» **SHORT EXERCISE**:
Answer these questions using the coaching profile:
1. What date follows the word "since" in the profile's opening line?
2. Whose framework does the quoted statement say should be preserved?
3. In what year and with which group did Pape Thiaw's coaching career begin?

** START OF TEXT SECTION **

Senegalese · since 2024-12-13

"Continuity over revolution. Preserve the high-press, transition-heavy framework Aliou Cissé built; modernise the possession patterns and integrate younger Europe-based midfielders. Believes the squad's identity is rooted in collective intensity, not individual stars."

Pape Bouna Thiaw — almost universally known simply as Pape Thiaw — is one of the most quietly remarkable success stories of African football management. A forward who played in the 2002 Senegal squad that reached the World Cup quarter-finals, his coaching career began in 2017 with the Senegalese U-23 group and unfolded almost entirely within the federation. He took the A’ (locally-based) squad to the 2022 African Nations Championship title, was named caretaker of the senior team during Aliou Cissé’s brief absence in 2022-23, and from 2023-24 served as Cissé’s assistant during the 2023 AFCON campaign.

** END OF TEXT SECTION **
** START OF DATASET **

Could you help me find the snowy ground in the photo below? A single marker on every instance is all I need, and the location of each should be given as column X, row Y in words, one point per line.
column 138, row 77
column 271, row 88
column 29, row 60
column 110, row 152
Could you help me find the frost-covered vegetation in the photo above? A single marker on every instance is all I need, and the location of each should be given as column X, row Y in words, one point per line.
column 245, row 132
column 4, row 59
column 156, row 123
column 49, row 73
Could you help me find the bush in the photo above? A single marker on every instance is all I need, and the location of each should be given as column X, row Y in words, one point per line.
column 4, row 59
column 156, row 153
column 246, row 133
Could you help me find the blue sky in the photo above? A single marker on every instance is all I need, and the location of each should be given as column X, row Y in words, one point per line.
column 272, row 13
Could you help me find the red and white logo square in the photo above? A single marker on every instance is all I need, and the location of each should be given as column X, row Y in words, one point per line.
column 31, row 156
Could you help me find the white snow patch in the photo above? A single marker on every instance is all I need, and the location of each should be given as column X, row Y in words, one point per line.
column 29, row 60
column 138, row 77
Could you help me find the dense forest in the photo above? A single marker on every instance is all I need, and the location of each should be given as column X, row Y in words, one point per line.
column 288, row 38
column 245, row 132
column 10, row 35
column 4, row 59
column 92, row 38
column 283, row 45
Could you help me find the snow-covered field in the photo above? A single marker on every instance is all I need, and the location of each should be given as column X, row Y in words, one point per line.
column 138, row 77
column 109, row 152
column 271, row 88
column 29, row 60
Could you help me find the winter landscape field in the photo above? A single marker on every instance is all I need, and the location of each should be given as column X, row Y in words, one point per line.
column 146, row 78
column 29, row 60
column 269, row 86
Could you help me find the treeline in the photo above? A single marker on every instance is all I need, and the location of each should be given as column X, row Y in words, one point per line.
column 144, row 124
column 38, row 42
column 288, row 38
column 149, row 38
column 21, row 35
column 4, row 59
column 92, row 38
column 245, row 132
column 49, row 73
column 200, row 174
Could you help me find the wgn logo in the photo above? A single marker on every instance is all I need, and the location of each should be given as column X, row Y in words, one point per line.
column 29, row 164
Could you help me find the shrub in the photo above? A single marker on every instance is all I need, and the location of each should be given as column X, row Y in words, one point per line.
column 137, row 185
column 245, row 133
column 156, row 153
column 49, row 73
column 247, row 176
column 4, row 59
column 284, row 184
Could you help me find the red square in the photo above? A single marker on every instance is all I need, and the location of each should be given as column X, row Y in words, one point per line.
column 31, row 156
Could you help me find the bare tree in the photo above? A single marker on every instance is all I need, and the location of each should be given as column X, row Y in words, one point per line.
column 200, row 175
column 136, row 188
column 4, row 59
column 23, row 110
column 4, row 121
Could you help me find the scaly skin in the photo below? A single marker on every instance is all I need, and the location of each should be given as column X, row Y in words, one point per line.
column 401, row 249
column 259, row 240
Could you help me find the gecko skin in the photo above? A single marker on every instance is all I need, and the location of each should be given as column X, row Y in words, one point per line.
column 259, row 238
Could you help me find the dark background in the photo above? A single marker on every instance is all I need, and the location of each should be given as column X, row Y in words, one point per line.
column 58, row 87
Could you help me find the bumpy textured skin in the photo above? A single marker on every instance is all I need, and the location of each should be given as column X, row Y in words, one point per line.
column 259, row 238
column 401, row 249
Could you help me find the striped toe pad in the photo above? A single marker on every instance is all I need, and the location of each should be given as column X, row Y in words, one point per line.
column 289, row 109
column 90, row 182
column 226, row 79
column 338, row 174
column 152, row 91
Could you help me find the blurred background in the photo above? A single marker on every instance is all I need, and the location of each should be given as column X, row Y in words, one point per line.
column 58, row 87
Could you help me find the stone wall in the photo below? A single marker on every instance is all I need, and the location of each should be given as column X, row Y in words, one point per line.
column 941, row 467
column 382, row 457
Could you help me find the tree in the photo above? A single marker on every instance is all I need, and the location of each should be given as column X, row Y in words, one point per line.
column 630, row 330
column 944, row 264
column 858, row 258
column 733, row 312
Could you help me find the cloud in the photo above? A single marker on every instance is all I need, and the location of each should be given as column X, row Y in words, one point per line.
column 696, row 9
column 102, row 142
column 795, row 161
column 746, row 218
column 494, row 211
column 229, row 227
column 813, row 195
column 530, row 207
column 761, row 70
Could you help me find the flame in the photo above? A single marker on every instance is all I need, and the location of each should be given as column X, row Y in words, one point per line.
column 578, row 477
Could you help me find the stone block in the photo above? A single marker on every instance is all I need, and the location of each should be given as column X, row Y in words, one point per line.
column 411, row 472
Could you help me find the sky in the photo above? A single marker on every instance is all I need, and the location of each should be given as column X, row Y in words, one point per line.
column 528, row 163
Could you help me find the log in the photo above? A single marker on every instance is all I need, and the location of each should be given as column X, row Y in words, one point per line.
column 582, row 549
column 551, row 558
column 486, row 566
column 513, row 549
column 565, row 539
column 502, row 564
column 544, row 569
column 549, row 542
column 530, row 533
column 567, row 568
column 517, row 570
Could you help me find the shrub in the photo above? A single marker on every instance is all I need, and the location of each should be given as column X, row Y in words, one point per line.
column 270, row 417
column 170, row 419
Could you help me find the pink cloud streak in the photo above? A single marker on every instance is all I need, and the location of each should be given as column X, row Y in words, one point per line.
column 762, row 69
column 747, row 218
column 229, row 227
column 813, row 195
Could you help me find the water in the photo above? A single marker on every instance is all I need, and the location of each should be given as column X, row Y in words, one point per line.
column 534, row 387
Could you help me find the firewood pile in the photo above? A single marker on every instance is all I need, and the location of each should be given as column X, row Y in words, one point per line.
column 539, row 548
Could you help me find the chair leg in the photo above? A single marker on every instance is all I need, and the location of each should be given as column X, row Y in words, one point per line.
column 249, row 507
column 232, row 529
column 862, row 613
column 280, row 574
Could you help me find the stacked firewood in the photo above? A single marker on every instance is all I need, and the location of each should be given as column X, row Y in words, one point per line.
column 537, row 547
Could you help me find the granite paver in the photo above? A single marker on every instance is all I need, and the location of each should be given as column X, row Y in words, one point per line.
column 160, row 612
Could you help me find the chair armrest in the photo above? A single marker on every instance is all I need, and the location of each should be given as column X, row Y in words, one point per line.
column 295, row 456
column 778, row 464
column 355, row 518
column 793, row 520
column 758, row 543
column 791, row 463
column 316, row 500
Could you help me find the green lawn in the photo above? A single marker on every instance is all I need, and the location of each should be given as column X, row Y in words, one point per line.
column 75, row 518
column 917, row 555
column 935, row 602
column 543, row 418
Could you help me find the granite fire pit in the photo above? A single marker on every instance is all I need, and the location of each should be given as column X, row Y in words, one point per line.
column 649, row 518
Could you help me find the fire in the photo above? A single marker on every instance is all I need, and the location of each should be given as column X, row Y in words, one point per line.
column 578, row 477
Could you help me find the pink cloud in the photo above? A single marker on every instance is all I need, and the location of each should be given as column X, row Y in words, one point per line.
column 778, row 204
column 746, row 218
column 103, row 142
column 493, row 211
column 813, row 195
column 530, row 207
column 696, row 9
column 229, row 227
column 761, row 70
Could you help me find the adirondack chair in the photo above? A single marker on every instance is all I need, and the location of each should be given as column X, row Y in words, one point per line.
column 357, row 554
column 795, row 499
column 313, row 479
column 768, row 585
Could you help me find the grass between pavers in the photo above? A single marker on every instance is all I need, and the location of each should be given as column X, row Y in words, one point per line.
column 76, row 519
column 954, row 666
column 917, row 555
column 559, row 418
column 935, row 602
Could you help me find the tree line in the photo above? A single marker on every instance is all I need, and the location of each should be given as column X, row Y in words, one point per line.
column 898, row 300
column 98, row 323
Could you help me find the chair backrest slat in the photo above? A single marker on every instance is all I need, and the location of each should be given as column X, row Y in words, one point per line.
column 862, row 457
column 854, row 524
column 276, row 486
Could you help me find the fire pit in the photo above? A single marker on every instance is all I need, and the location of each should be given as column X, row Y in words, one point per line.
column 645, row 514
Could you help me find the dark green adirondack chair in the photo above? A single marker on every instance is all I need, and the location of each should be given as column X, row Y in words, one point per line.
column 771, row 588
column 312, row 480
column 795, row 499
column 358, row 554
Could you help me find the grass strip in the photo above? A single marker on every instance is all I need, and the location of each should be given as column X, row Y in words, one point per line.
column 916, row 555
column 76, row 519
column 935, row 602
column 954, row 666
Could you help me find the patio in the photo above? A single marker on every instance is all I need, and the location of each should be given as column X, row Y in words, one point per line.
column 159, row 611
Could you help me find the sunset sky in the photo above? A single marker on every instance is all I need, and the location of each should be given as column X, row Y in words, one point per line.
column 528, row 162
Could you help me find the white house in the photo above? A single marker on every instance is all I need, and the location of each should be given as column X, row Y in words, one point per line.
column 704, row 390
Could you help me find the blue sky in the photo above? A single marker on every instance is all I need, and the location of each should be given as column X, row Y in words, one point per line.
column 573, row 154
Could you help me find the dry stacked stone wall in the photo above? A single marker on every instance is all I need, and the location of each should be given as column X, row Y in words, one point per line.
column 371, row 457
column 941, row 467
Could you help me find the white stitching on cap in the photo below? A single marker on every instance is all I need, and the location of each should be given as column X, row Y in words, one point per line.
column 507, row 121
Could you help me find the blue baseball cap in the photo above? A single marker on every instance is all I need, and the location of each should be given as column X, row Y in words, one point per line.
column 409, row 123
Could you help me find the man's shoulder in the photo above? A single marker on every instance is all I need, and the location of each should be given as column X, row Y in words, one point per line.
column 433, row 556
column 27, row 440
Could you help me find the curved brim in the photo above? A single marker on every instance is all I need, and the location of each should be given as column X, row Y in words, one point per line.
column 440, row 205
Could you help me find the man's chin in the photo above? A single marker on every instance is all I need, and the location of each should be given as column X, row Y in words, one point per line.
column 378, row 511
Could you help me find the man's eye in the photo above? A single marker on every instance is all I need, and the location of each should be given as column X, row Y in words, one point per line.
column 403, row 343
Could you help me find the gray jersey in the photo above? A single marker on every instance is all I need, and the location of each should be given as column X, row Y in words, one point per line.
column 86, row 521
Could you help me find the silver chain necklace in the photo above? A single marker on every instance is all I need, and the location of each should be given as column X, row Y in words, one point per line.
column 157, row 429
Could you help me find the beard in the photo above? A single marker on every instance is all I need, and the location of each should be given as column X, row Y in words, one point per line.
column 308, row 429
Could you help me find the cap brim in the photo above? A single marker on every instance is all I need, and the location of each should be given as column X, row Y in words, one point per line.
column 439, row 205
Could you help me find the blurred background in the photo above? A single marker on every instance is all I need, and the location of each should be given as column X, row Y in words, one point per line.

** END OF DATASET **

» **THE ANSWER**:
1. 2024-12-13
2. Aliou Cissé's
3. In 2017, with the Senegalese U-23 group